Given request:
All of the records below should be output exactly.
***
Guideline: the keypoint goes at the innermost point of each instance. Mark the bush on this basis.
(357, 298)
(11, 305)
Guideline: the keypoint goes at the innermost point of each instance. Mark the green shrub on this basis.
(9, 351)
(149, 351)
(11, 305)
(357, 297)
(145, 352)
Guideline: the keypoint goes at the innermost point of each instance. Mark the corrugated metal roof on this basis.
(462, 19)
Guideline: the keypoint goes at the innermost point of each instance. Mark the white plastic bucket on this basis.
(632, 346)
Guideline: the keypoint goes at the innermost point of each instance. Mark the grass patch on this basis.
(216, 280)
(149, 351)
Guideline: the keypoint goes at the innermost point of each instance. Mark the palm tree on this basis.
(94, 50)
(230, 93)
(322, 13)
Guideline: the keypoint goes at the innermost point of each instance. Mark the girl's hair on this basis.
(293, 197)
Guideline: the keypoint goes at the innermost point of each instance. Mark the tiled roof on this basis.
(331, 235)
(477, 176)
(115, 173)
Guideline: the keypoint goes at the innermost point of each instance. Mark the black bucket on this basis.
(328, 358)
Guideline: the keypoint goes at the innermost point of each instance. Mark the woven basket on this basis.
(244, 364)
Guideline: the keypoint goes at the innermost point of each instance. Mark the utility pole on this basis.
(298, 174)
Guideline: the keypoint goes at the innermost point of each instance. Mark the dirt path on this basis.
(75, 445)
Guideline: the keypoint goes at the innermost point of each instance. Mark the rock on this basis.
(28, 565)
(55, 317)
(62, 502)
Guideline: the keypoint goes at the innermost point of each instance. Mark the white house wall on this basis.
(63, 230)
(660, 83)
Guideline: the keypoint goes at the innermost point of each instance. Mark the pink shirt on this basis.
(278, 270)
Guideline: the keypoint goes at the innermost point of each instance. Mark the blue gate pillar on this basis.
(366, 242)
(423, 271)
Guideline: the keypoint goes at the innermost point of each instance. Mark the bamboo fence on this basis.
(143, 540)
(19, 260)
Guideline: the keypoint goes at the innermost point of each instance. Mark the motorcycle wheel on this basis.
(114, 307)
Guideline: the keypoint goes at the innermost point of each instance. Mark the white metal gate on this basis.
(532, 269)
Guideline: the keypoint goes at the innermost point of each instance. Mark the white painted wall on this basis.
***
Worked answer:
Guideline: the keypoint goes at the innermost point of each instance. Mark the bush on this basis.
(357, 298)
(11, 305)
Guideline: the keypoint goes at the innermost point of each instance. Mark the green shrub on this basis.
(9, 351)
(149, 351)
(11, 305)
(357, 297)
(145, 352)
Guideline: the keypoint goes at the innermost point of each instance. Mark the corrugated metal roof on this basis.
(462, 19)
Guideline: the keypoint goes at the innermost point of each instance. Mark the white plastic bucket on this basis.
(632, 346)
Guideline: the keypoint goes at the innermost point of each instance. Mark the grass patch on this basis.
(216, 280)
(149, 351)
Guideline: the keypoint goes at the innermost point of each instance. Mark the palm tree on this basis.
(94, 50)
(230, 93)
(322, 13)
Guideline: the keypoint goes at the innermost point of each instance. Mark the girl's hair on this basis.
(293, 197)
Guideline: the keypoint goes at the innermost point of each instance. Mark the tiled roof on this basis.
(331, 235)
(477, 176)
(115, 173)
Guideline: the keypoint goes at the innermost point of each instance. Mark the black bucket on this basis.
(328, 358)
Guideline: the keypoint goes at the innermost point of each instance. Mark the woven basket on this basis.
(244, 364)
Guideline: the keypoint goes at the innermost point of each instance. Mark the utility pole on this basis.
(298, 174)
Guideline: the keypoint goes at the innermost point of each instance. Mark the dirt path on this basis.
(75, 445)
Guideline: the keypoint goes at the innermost point of each instance. Mark the rock on this basis.
(28, 565)
(55, 317)
(62, 502)
Guideline: the keypoint goes at the innermost point of each instance. Mark the white house wall on this basis.
(63, 230)
(660, 83)
Guideline: the keypoint goes at the innermost point of each instance. Mark the pink shirt on this basis.
(278, 270)
Guideline: the keypoint goes at the innermost point of each instance. Mark the blue gate pillar on this basis.
(366, 242)
(423, 271)
Guideline: the keypoint goes at the innermost point of each instance. Mark the bamboo fence on this basis.
(143, 540)
(19, 260)
Guideline: the keypoint goes at the innermost point of each instance. Mark the motorcycle wheel on this basis.
(114, 307)
Guideline: the keypoint goes at the innermost point of each instance. Mark the white metal gate on this basis.
(532, 269)
Guideline: the keypoint goes at the innermost point of each instance. Mark the white painted wall on this basis.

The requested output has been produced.